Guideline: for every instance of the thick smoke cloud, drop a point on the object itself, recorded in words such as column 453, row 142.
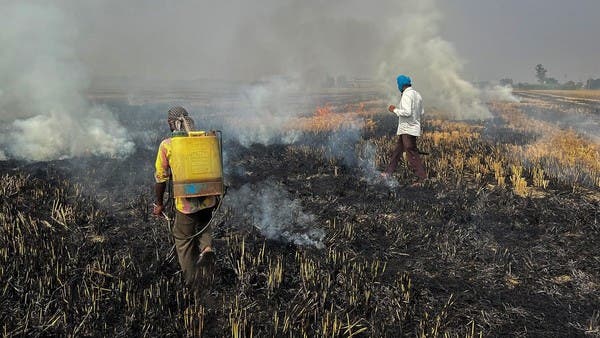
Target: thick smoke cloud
column 417, row 49
column 44, row 114
column 304, row 40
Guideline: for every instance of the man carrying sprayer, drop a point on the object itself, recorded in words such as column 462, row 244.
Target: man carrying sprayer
column 409, row 114
column 194, row 248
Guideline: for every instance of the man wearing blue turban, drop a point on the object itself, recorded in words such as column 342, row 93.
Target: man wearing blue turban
column 409, row 114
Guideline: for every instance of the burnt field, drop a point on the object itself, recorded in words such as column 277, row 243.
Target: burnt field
column 501, row 241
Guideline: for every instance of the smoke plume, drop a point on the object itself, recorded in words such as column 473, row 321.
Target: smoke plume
column 264, row 112
column 44, row 113
column 417, row 49
column 271, row 209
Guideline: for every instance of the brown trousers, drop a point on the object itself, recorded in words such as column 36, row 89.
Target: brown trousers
column 189, row 246
column 407, row 143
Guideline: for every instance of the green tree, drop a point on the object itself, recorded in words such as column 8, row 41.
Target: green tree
column 540, row 73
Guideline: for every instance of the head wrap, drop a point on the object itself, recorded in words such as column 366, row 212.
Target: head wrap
column 179, row 119
column 402, row 81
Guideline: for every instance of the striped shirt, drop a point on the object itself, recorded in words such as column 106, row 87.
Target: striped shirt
column 163, row 174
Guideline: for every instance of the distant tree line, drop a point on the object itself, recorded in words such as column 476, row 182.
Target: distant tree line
column 545, row 82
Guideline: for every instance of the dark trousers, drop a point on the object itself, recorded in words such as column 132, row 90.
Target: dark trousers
column 407, row 143
column 189, row 246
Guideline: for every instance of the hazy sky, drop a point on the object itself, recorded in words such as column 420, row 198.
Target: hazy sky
column 252, row 39
column 509, row 37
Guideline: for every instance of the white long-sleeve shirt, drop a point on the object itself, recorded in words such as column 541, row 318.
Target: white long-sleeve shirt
column 409, row 113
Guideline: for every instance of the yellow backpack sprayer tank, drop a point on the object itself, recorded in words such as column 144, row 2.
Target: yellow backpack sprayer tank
column 197, row 164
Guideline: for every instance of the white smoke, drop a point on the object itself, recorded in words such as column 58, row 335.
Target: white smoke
column 277, row 216
column 41, row 90
column 265, row 112
column 417, row 50
column 498, row 93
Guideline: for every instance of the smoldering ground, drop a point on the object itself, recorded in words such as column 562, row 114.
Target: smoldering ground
column 461, row 254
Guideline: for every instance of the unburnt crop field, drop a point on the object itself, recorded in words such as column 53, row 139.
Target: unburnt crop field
column 502, row 240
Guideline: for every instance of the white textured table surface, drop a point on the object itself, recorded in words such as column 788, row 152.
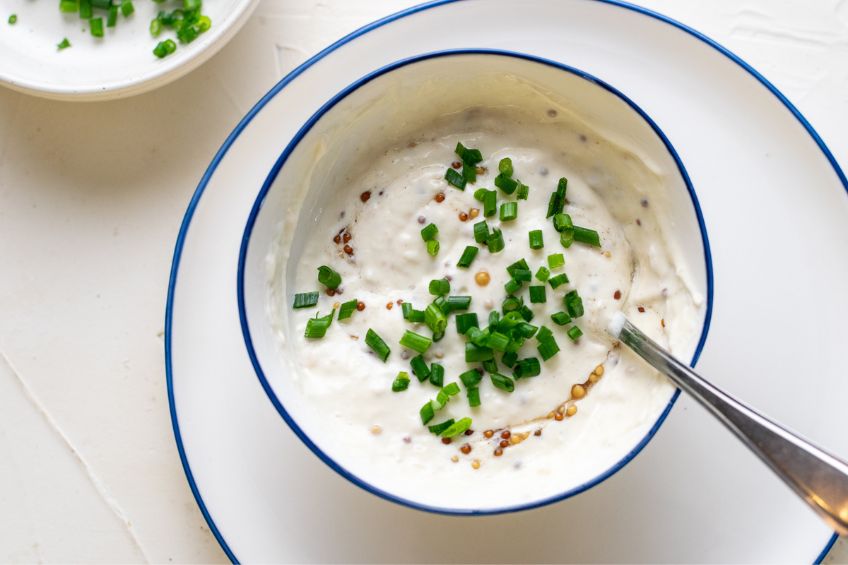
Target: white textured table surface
column 91, row 198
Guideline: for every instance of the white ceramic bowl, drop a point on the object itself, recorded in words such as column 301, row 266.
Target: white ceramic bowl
column 120, row 64
column 428, row 86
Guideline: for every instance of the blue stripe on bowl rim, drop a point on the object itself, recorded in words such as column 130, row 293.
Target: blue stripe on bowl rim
column 230, row 140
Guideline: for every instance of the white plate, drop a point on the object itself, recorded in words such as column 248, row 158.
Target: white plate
column 775, row 204
column 118, row 65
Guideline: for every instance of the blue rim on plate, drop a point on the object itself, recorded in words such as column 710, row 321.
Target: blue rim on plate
column 192, row 206
column 269, row 181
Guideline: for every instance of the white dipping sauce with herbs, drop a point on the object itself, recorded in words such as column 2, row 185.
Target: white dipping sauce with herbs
column 376, row 433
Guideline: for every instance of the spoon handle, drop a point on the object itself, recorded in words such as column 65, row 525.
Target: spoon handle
column 816, row 476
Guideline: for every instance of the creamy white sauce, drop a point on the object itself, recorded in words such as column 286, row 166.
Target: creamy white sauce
column 376, row 433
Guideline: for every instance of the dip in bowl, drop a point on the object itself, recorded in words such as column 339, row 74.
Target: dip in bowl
column 428, row 270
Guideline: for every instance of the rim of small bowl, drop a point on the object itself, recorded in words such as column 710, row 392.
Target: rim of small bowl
column 268, row 183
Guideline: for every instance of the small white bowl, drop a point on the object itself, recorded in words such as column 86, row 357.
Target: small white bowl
column 302, row 180
column 118, row 65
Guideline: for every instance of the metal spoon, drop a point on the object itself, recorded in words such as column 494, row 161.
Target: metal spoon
column 816, row 476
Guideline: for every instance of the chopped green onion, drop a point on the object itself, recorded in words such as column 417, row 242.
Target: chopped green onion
column 502, row 382
column 456, row 179
column 305, row 299
column 457, row 428
column 476, row 354
column 562, row 222
column 495, row 242
column 470, row 156
column 316, row 327
column 416, row 342
column 437, row 374
column 558, row 280
column 439, row 287
column 466, row 321
column 467, row 257
column 439, row 428
column 574, row 333
column 537, row 294
column 506, row 184
column 556, row 260
column 481, row 232
column 401, row 382
column 471, row 378
column 536, row 239
column 523, row 191
column 419, row 368
column 435, row 319
column 427, row 413
column 529, row 367
column 573, row 304
column 430, row 232
column 585, row 235
column 561, row 318
column 376, row 343
column 509, row 211
column 328, row 277
column 505, row 167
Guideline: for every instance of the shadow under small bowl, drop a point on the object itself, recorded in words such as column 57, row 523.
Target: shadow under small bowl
column 408, row 94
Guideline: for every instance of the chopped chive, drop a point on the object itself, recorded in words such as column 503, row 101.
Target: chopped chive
column 506, row 184
column 561, row 318
column 505, row 167
column 537, row 294
column 529, row 367
column 562, row 222
column 437, row 374
column 470, row 156
column 509, row 211
column 429, row 232
column 467, row 256
column 305, row 299
column 416, row 342
column 328, row 277
column 376, row 343
column 573, row 304
column 495, row 242
column 558, row 280
column 536, row 239
column 476, row 354
column 420, row 368
column 401, row 382
column 439, row 287
column 439, row 428
column 502, row 382
column 316, row 327
column 427, row 413
column 523, row 191
column 471, row 378
column 585, row 235
column 457, row 428
column 454, row 303
column 556, row 260
column 456, row 179
column 481, row 232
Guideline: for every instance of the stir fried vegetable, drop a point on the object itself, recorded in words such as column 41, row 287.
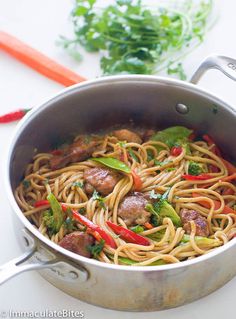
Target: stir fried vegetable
column 86, row 222
column 173, row 136
column 201, row 240
column 112, row 163
column 128, row 234
column 54, row 217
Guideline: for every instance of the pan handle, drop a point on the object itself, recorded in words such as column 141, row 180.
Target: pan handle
column 16, row 266
column 38, row 257
column 222, row 63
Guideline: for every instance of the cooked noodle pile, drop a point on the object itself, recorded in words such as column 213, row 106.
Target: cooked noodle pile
column 160, row 172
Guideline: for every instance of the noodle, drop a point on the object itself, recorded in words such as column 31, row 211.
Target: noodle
column 161, row 173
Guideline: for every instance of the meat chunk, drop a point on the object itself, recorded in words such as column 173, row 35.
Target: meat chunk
column 188, row 215
column 132, row 209
column 80, row 150
column 103, row 180
column 127, row 135
column 78, row 243
column 147, row 135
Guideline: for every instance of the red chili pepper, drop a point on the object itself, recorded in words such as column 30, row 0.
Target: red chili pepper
column 56, row 152
column 40, row 203
column 217, row 204
column 213, row 169
column 176, row 150
column 86, row 222
column 201, row 177
column 230, row 167
column 148, row 225
column 192, row 137
column 13, row 116
column 137, row 181
column 128, row 235
column 210, row 142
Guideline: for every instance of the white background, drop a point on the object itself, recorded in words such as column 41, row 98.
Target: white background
column 39, row 22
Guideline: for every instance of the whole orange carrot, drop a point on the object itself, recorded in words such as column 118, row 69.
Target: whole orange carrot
column 38, row 61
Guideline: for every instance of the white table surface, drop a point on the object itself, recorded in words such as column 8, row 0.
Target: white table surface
column 39, row 22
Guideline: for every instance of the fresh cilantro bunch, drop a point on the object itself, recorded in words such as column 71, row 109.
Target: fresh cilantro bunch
column 135, row 38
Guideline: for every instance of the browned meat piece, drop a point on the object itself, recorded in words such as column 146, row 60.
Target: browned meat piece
column 103, row 180
column 77, row 242
column 147, row 135
column 188, row 215
column 132, row 209
column 80, row 150
column 128, row 136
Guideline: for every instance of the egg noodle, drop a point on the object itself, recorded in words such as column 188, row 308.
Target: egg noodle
column 158, row 174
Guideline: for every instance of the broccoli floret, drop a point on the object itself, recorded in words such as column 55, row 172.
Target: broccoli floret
column 195, row 168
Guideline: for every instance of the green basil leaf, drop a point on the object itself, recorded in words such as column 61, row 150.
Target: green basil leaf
column 112, row 163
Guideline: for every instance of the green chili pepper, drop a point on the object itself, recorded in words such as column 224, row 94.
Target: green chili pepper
column 58, row 215
column 127, row 261
column 112, row 163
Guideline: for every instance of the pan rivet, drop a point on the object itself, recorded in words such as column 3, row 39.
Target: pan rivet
column 26, row 241
column 181, row 108
column 73, row 275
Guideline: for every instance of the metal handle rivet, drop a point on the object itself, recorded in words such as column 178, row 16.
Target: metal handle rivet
column 26, row 241
column 73, row 275
column 182, row 108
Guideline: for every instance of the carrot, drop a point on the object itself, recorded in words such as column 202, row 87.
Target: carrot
column 38, row 61
column 228, row 191
column 217, row 204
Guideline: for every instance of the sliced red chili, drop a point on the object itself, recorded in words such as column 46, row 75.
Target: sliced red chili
column 137, row 181
column 13, row 116
column 200, row 177
column 86, row 222
column 128, row 235
column 39, row 203
column 176, row 150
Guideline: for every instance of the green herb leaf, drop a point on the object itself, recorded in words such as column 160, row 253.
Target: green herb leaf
column 172, row 135
column 112, row 163
column 154, row 195
column 134, row 38
column 99, row 198
column 58, row 215
column 195, row 168
column 132, row 154
column 178, row 70
column 97, row 248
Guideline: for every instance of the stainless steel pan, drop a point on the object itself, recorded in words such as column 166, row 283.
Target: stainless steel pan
column 98, row 105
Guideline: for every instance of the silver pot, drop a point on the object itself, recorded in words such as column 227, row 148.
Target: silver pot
column 99, row 105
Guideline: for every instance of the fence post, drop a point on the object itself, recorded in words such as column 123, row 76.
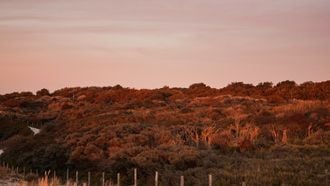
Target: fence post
column 210, row 180
column 54, row 176
column 103, row 177
column 77, row 178
column 89, row 179
column 67, row 177
column 326, row 177
column 156, row 178
column 118, row 179
column 182, row 181
column 135, row 177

-*-

Copy out the lines of the listing word for word, from the line containing "Guideline: for every instance of the dark" through the line containing "column 509, row 37", including both.

Written response —
Guideline: for every instance of the dark trousers, drop a point on the object itself, recorded in words such as column 132, row 90.
Target: dark trousers
column 407, row 143
column 189, row 246
Guideline: for every instance of the hazy sky, drop a point on the object itself, recorded in words such as column 420, row 198.
Target: hazy sky
column 252, row 39
column 509, row 37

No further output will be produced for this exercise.